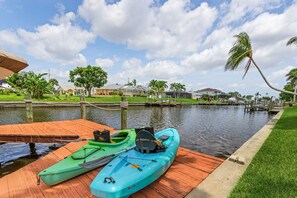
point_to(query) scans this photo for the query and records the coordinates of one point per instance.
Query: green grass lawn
(273, 171)
(64, 98)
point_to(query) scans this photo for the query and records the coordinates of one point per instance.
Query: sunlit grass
(115, 99)
(273, 171)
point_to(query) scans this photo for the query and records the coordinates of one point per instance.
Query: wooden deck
(188, 170)
(47, 132)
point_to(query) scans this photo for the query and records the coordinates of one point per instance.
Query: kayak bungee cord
(138, 158)
(133, 165)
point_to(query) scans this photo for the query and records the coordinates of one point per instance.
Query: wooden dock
(49, 132)
(188, 170)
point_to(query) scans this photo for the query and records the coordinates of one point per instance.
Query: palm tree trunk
(269, 85)
(294, 97)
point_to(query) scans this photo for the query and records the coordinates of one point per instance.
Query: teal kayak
(95, 149)
(133, 170)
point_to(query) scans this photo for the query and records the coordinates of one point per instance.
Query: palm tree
(158, 86)
(177, 88)
(242, 49)
(292, 77)
(292, 40)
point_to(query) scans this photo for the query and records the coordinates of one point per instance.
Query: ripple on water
(217, 131)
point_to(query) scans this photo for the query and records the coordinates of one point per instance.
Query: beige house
(106, 90)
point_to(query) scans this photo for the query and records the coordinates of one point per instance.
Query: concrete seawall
(221, 182)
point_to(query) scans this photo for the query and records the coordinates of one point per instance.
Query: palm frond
(292, 40)
(292, 75)
(247, 67)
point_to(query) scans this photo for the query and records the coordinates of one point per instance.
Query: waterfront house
(209, 92)
(107, 89)
(174, 94)
(70, 90)
(4, 84)
(131, 90)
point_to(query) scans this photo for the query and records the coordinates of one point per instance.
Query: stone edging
(223, 179)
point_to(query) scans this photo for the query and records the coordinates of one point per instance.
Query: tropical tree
(158, 86)
(292, 78)
(132, 83)
(177, 88)
(235, 94)
(241, 50)
(17, 80)
(292, 40)
(52, 83)
(287, 97)
(88, 77)
(34, 84)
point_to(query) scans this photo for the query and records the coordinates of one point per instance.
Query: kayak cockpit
(104, 138)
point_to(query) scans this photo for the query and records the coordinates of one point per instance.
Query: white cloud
(9, 38)
(172, 29)
(209, 58)
(241, 10)
(104, 63)
(60, 43)
(236, 85)
(143, 73)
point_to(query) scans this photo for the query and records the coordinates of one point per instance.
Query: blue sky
(176, 40)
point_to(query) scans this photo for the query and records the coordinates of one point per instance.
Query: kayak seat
(83, 153)
(118, 139)
(149, 129)
(145, 141)
(102, 136)
(163, 138)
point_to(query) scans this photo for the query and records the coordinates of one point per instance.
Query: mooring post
(124, 109)
(29, 108)
(82, 107)
(29, 115)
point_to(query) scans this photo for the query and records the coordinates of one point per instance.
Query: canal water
(214, 130)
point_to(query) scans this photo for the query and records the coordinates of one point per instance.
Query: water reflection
(213, 130)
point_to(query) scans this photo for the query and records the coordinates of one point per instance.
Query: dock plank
(188, 170)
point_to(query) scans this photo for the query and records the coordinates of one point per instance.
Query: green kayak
(93, 150)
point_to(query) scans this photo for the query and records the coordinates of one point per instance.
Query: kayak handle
(109, 180)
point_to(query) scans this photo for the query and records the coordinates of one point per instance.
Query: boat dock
(50, 132)
(189, 169)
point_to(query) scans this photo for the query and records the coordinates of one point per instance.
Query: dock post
(29, 115)
(124, 109)
(82, 107)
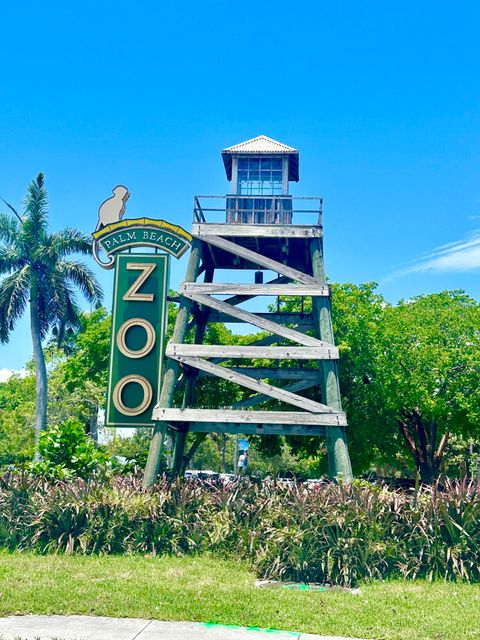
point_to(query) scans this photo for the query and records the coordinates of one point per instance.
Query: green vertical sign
(138, 336)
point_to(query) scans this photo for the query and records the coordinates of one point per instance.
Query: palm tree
(37, 272)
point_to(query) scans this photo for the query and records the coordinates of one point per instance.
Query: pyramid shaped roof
(261, 145)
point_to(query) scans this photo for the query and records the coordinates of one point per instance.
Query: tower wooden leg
(171, 372)
(179, 451)
(339, 465)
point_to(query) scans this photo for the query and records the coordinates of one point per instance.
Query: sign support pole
(170, 378)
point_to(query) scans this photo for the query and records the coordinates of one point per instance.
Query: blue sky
(381, 99)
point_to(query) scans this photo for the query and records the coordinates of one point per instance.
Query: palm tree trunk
(40, 371)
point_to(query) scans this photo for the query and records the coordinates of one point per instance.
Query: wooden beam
(202, 231)
(260, 260)
(301, 321)
(255, 289)
(240, 299)
(171, 370)
(258, 398)
(280, 373)
(258, 429)
(276, 393)
(247, 351)
(249, 417)
(257, 321)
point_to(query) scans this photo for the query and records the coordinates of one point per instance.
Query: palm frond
(68, 241)
(14, 294)
(83, 278)
(9, 229)
(10, 259)
(35, 221)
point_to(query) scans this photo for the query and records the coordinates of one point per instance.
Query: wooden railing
(240, 209)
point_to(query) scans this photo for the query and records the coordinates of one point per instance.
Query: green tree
(426, 375)
(37, 273)
(17, 419)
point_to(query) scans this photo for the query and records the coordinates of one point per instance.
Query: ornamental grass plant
(337, 534)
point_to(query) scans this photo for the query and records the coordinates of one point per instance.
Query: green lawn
(206, 589)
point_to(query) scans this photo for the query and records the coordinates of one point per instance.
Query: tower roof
(262, 145)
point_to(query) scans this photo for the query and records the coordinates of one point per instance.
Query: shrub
(66, 450)
(336, 533)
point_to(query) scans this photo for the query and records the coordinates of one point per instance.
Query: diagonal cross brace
(256, 385)
(260, 260)
(257, 321)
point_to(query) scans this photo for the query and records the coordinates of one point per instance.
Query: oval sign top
(139, 232)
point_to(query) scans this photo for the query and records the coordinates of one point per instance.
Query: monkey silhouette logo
(113, 209)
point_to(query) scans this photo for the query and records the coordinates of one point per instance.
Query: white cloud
(5, 374)
(459, 256)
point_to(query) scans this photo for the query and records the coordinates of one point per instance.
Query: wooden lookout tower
(254, 246)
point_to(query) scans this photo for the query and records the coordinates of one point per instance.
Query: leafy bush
(336, 534)
(67, 451)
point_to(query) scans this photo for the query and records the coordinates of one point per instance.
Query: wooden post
(188, 395)
(337, 449)
(170, 376)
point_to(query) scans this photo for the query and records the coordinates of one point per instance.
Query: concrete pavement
(100, 628)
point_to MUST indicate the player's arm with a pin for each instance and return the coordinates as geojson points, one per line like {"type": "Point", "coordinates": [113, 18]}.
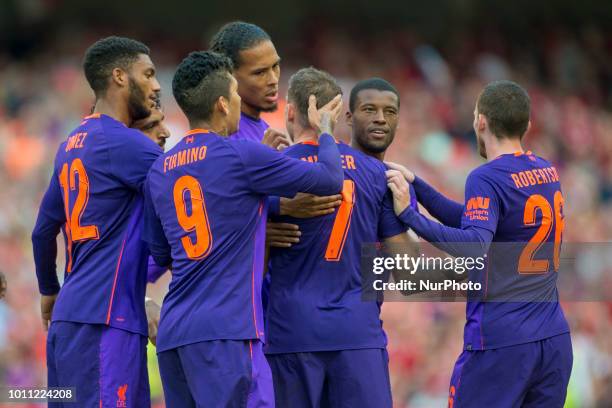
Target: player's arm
{"type": "Point", "coordinates": [51, 217]}
{"type": "Point", "coordinates": [448, 211]}
{"type": "Point", "coordinates": [271, 173]}
{"type": "Point", "coordinates": [3, 285]}
{"type": "Point", "coordinates": [154, 233]}
{"type": "Point", "coordinates": [131, 157]}
{"type": "Point", "coordinates": [154, 271]}
{"type": "Point", "coordinates": [473, 239]}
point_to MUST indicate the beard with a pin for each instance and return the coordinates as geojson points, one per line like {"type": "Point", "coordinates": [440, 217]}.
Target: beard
{"type": "Point", "coordinates": [137, 102]}
{"type": "Point", "coordinates": [373, 146]}
{"type": "Point", "coordinates": [271, 108]}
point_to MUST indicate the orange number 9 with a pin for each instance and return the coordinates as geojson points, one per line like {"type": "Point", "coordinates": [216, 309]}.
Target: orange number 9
{"type": "Point", "coordinates": [196, 221]}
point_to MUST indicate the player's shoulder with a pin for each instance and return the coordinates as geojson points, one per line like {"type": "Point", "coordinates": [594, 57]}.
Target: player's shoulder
{"type": "Point", "coordinates": [301, 149]}
{"type": "Point", "coordinates": [486, 172]}
{"type": "Point", "coordinates": [365, 162]}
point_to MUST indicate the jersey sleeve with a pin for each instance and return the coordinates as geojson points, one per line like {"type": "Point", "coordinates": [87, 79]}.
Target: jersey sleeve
{"type": "Point", "coordinates": [131, 157]}
{"type": "Point", "coordinates": [51, 217]}
{"type": "Point", "coordinates": [154, 232]}
{"type": "Point", "coordinates": [482, 205]}
{"type": "Point", "coordinates": [272, 173]}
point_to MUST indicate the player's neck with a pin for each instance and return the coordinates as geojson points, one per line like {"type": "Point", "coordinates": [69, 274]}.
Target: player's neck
{"type": "Point", "coordinates": [498, 147]}
{"type": "Point", "coordinates": [214, 125]}
{"type": "Point", "coordinates": [250, 111]}
{"type": "Point", "coordinates": [117, 111]}
{"type": "Point", "coordinates": [377, 155]}
{"type": "Point", "coordinates": [306, 135]}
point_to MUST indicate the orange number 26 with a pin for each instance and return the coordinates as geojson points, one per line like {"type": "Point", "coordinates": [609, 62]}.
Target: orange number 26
{"type": "Point", "coordinates": [527, 263]}
{"type": "Point", "coordinates": [196, 221]}
{"type": "Point", "coordinates": [74, 230]}
{"type": "Point", "coordinates": [342, 223]}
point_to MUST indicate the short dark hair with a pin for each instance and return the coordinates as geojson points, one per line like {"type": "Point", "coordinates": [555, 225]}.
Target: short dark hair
{"type": "Point", "coordinates": [371, 83]}
{"type": "Point", "coordinates": [200, 79]}
{"type": "Point", "coordinates": [506, 105]}
{"type": "Point", "coordinates": [107, 54]}
{"type": "Point", "coordinates": [235, 37]}
{"type": "Point", "coordinates": [311, 81]}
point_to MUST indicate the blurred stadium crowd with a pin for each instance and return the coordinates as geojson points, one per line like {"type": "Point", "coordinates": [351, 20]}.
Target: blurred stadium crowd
{"type": "Point", "coordinates": [44, 95]}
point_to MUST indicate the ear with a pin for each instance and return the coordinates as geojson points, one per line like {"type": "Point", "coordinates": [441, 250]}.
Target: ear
{"type": "Point", "coordinates": [290, 112]}
{"type": "Point", "coordinates": [349, 118]}
{"type": "Point", "coordinates": [119, 77]}
{"type": "Point", "coordinates": [482, 122]}
{"type": "Point", "coordinates": [223, 105]}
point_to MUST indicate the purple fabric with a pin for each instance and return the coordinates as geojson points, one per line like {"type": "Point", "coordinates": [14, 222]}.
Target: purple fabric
{"type": "Point", "coordinates": [107, 366]}
{"type": "Point", "coordinates": [347, 378]}
{"type": "Point", "coordinates": [250, 129]}
{"type": "Point", "coordinates": [534, 374]}
{"type": "Point", "coordinates": [218, 373]}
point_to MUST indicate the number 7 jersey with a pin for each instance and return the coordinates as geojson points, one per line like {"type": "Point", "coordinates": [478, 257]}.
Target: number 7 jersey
{"type": "Point", "coordinates": [95, 196]}
{"type": "Point", "coordinates": [518, 198]}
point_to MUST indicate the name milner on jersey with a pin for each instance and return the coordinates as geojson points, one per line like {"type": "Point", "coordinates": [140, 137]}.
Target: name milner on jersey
{"type": "Point", "coordinates": [348, 161]}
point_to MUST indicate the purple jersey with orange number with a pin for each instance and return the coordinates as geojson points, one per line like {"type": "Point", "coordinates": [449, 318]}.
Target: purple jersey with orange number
{"type": "Point", "coordinates": [315, 301]}
{"type": "Point", "coordinates": [205, 212]}
{"type": "Point", "coordinates": [518, 198]}
{"type": "Point", "coordinates": [95, 195]}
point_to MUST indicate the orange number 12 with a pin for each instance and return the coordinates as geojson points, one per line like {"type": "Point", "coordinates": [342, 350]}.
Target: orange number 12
{"type": "Point", "coordinates": [342, 223]}
{"type": "Point", "coordinates": [74, 230]}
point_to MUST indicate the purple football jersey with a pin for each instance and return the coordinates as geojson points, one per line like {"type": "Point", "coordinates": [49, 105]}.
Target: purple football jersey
{"type": "Point", "coordinates": [95, 197]}
{"type": "Point", "coordinates": [315, 300]}
{"type": "Point", "coordinates": [250, 129]}
{"type": "Point", "coordinates": [205, 213]}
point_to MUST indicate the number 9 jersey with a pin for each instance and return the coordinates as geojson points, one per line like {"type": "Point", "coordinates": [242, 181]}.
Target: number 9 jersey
{"type": "Point", "coordinates": [95, 196]}
{"type": "Point", "coordinates": [518, 198]}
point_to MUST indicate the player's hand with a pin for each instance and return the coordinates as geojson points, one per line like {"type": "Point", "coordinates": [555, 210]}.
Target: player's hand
{"type": "Point", "coordinates": [2, 285]}
{"type": "Point", "coordinates": [276, 139]}
{"type": "Point", "coordinates": [282, 235]}
{"type": "Point", "coordinates": [305, 205]}
{"type": "Point", "coordinates": [46, 309]}
{"type": "Point", "coordinates": [401, 193]}
{"type": "Point", "coordinates": [324, 120]}
{"type": "Point", "coordinates": [153, 311]}
{"type": "Point", "coordinates": [408, 174]}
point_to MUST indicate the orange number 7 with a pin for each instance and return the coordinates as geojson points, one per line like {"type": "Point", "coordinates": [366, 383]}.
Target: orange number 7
{"type": "Point", "coordinates": [74, 230]}
{"type": "Point", "coordinates": [196, 221]}
{"type": "Point", "coordinates": [342, 223]}
{"type": "Point", "coordinates": [536, 202]}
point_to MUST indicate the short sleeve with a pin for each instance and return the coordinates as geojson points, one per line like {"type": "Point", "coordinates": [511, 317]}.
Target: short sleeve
{"type": "Point", "coordinates": [481, 203]}
{"type": "Point", "coordinates": [131, 158]}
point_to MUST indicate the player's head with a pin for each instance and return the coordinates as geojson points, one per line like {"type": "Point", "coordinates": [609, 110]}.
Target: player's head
{"type": "Point", "coordinates": [373, 114]}
{"type": "Point", "coordinates": [153, 126]}
{"type": "Point", "coordinates": [206, 91]}
{"type": "Point", "coordinates": [256, 64]}
{"type": "Point", "coordinates": [302, 84]}
{"type": "Point", "coordinates": [502, 111]}
{"type": "Point", "coordinates": [123, 66]}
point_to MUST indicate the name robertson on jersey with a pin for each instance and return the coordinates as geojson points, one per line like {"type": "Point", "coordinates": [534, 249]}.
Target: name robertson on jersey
{"type": "Point", "coordinates": [183, 157]}
{"type": "Point", "coordinates": [532, 177]}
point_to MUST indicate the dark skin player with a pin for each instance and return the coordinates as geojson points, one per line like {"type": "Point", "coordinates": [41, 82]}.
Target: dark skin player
{"type": "Point", "coordinates": [373, 120]}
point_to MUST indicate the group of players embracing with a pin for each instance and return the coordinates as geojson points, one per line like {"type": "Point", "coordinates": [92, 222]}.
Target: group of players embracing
{"type": "Point", "coordinates": [263, 233]}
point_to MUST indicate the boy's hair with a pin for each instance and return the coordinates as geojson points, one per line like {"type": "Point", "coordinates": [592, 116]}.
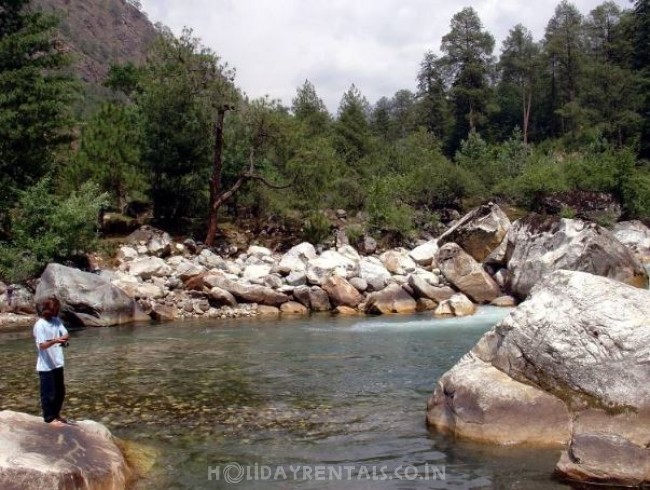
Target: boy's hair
{"type": "Point", "coordinates": [50, 304]}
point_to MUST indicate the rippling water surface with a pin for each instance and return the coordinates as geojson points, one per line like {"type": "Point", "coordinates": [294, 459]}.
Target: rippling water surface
{"type": "Point", "coordinates": [303, 392]}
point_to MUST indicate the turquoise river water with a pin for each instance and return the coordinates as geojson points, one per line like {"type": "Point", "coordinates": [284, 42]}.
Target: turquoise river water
{"type": "Point", "coordinates": [314, 402]}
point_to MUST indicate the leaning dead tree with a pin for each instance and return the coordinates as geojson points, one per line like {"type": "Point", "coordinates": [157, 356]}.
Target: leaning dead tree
{"type": "Point", "coordinates": [218, 195]}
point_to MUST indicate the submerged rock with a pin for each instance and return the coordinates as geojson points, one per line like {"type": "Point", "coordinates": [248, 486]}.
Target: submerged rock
{"type": "Point", "coordinates": [35, 455]}
{"type": "Point", "coordinates": [605, 459]}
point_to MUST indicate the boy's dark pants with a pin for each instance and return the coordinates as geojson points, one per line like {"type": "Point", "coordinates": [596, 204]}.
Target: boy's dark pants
{"type": "Point", "coordinates": [52, 393]}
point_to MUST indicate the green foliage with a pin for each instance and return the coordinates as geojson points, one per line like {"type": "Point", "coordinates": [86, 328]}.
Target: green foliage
{"type": "Point", "coordinates": [468, 62]}
{"type": "Point", "coordinates": [109, 155]}
{"type": "Point", "coordinates": [352, 129]}
{"type": "Point", "coordinates": [388, 211]}
{"type": "Point", "coordinates": [178, 95]}
{"type": "Point", "coordinates": [47, 228]}
{"type": "Point", "coordinates": [35, 98]}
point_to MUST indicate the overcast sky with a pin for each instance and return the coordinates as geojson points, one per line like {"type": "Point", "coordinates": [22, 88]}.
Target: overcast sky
{"type": "Point", "coordinates": [376, 44]}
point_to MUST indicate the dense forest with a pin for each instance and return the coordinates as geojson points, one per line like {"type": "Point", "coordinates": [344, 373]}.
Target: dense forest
{"type": "Point", "coordinates": [565, 115]}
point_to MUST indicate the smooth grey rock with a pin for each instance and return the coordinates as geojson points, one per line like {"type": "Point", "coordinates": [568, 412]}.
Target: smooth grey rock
{"type": "Point", "coordinates": [368, 245]}
{"type": "Point", "coordinates": [479, 232]}
{"type": "Point", "coordinates": [538, 246]}
{"type": "Point", "coordinates": [374, 273]}
{"type": "Point", "coordinates": [425, 253]}
{"type": "Point", "coordinates": [477, 401]}
{"type": "Point", "coordinates": [398, 262]}
{"type": "Point", "coordinates": [458, 305]}
{"type": "Point", "coordinates": [579, 342]}
{"type": "Point", "coordinates": [636, 237]}
{"type": "Point", "coordinates": [245, 292]}
{"type": "Point", "coordinates": [392, 299]}
{"type": "Point", "coordinates": [359, 284]}
{"type": "Point", "coordinates": [296, 279]}
{"type": "Point", "coordinates": [258, 251]}
{"type": "Point", "coordinates": [89, 294]}
{"type": "Point", "coordinates": [608, 459]}
{"type": "Point", "coordinates": [35, 456]}
{"type": "Point", "coordinates": [155, 242]}
{"type": "Point", "coordinates": [341, 292]}
{"type": "Point", "coordinates": [328, 264]}
{"type": "Point", "coordinates": [148, 267]}
{"type": "Point", "coordinates": [466, 274]}
{"type": "Point", "coordinates": [222, 297]}
{"type": "Point", "coordinates": [210, 260]}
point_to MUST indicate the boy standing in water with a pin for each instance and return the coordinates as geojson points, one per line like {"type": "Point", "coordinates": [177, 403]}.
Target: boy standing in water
{"type": "Point", "coordinates": [51, 336]}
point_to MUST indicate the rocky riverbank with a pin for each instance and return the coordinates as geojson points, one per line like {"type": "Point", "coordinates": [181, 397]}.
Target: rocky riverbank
{"type": "Point", "coordinates": [481, 259]}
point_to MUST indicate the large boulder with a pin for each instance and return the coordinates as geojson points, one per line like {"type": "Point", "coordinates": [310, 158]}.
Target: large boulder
{"type": "Point", "coordinates": [16, 299]}
{"type": "Point", "coordinates": [479, 232]}
{"type": "Point", "coordinates": [246, 293]}
{"type": "Point", "coordinates": [425, 253]}
{"type": "Point", "coordinates": [328, 264]}
{"type": "Point", "coordinates": [341, 292]}
{"type": "Point", "coordinates": [148, 267]}
{"type": "Point", "coordinates": [87, 298]}
{"type": "Point", "coordinates": [398, 261]}
{"type": "Point", "coordinates": [599, 458]}
{"type": "Point", "coordinates": [393, 299]}
{"type": "Point", "coordinates": [457, 305]}
{"type": "Point", "coordinates": [374, 273]}
{"type": "Point", "coordinates": [636, 237]}
{"type": "Point", "coordinates": [538, 246]}
{"type": "Point", "coordinates": [297, 257]}
{"type": "Point", "coordinates": [314, 298]}
{"type": "Point", "coordinates": [475, 400]}
{"type": "Point", "coordinates": [574, 359]}
{"type": "Point", "coordinates": [466, 275]}
{"type": "Point", "coordinates": [157, 242]}
{"type": "Point", "coordinates": [34, 455]}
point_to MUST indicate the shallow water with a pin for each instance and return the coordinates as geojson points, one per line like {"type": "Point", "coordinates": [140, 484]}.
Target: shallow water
{"type": "Point", "coordinates": [343, 396]}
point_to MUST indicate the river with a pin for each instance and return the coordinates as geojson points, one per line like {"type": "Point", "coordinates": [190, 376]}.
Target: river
{"type": "Point", "coordinates": [313, 402]}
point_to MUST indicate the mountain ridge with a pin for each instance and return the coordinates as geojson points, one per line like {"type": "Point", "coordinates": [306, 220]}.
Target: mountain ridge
{"type": "Point", "coordinates": [98, 33]}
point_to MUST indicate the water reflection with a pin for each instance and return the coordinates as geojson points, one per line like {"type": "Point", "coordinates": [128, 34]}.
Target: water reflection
{"type": "Point", "coordinates": [317, 390]}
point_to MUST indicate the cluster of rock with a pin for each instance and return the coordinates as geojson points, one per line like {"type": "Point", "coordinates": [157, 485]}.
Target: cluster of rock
{"type": "Point", "coordinates": [483, 258]}
{"type": "Point", "coordinates": [569, 366]}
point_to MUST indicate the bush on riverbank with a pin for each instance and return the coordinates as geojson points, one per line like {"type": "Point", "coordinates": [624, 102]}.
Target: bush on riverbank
{"type": "Point", "coordinates": [47, 228]}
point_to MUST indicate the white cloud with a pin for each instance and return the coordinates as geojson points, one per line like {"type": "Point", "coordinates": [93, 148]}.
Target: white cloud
{"type": "Point", "coordinates": [377, 44]}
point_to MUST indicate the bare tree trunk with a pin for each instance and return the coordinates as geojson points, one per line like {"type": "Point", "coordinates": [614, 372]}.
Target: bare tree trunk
{"type": "Point", "coordinates": [215, 182]}
{"type": "Point", "coordinates": [219, 196]}
{"type": "Point", "coordinates": [527, 106]}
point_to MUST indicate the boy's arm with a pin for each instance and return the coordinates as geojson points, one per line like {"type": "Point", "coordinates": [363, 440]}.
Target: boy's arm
{"type": "Point", "coordinates": [63, 334]}
{"type": "Point", "coordinates": [42, 342]}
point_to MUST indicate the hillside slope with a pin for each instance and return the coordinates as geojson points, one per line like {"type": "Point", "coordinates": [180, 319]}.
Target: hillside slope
{"type": "Point", "coordinates": [101, 32]}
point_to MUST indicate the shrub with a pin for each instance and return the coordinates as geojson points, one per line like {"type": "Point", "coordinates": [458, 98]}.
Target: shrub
{"type": "Point", "coordinates": [46, 228]}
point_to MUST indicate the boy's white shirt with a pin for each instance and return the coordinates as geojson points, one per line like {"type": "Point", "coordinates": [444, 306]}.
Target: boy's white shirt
{"type": "Point", "coordinates": [51, 358]}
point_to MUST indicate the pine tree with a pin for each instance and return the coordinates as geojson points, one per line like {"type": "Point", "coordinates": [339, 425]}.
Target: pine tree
{"type": "Point", "coordinates": [468, 59]}
{"type": "Point", "coordinates": [109, 154]}
{"type": "Point", "coordinates": [35, 98]}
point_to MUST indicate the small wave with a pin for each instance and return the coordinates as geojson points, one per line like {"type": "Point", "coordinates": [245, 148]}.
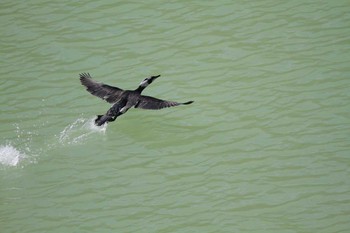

● REQUIRED ACTION
Write out exactly the lines that fall from the line with "point_to MUST indicate the jersey" to the line with "point_to MUST indicate the ear" in the records above, keeping both ends.

● WRITTEN REPLY
point_to MUST indicate the jersey sleeve with a pin for each instance and return the coordinates as geojson points, one per line like {"type": "Point", "coordinates": [87, 79]}.
Target: jersey sleeve
{"type": "Point", "coordinates": [131, 157]}
{"type": "Point", "coordinates": [51, 217]}
{"type": "Point", "coordinates": [154, 232]}
{"type": "Point", "coordinates": [482, 205]}
{"type": "Point", "coordinates": [272, 173]}
point_to MUST indicate the player's neck with a pin for each instance and return the coordinates as geojson points, one per line like {"type": "Point", "coordinates": [69, 274]}.
Target: player's neck
{"type": "Point", "coordinates": [498, 147]}
{"type": "Point", "coordinates": [214, 125]}
{"type": "Point", "coordinates": [250, 111]}
{"type": "Point", "coordinates": [117, 111]}
{"type": "Point", "coordinates": [377, 155]}
{"type": "Point", "coordinates": [306, 135]}
point_to MUST indicate the orange number 26 with a pin for each instance and return the coordinates as geojson points, one per line like {"type": "Point", "coordinates": [609, 62]}.
Target: orange number 26
{"type": "Point", "coordinates": [527, 263]}
{"type": "Point", "coordinates": [196, 221]}
{"type": "Point", "coordinates": [74, 230]}
{"type": "Point", "coordinates": [342, 223]}
point_to MUST indicate the short dark hair with a pin for each instance and return the coordinates as geojson points, one per line like {"type": "Point", "coordinates": [555, 225]}.
Target: short dark hair
{"type": "Point", "coordinates": [371, 83]}
{"type": "Point", "coordinates": [200, 79]}
{"type": "Point", "coordinates": [506, 105]}
{"type": "Point", "coordinates": [107, 54]}
{"type": "Point", "coordinates": [235, 37]}
{"type": "Point", "coordinates": [311, 81]}
point_to MUST indicate the blurred stadium crowd with a pin for each instance and return the coordinates as geojson points, one per line like {"type": "Point", "coordinates": [351, 20]}.
Target: blurred stadium crowd
{"type": "Point", "coordinates": [44, 95]}
point_to MUST indicate the ear with a pin for each instance and return the coordinates as geojson points, one per line like {"type": "Point", "coordinates": [441, 250]}.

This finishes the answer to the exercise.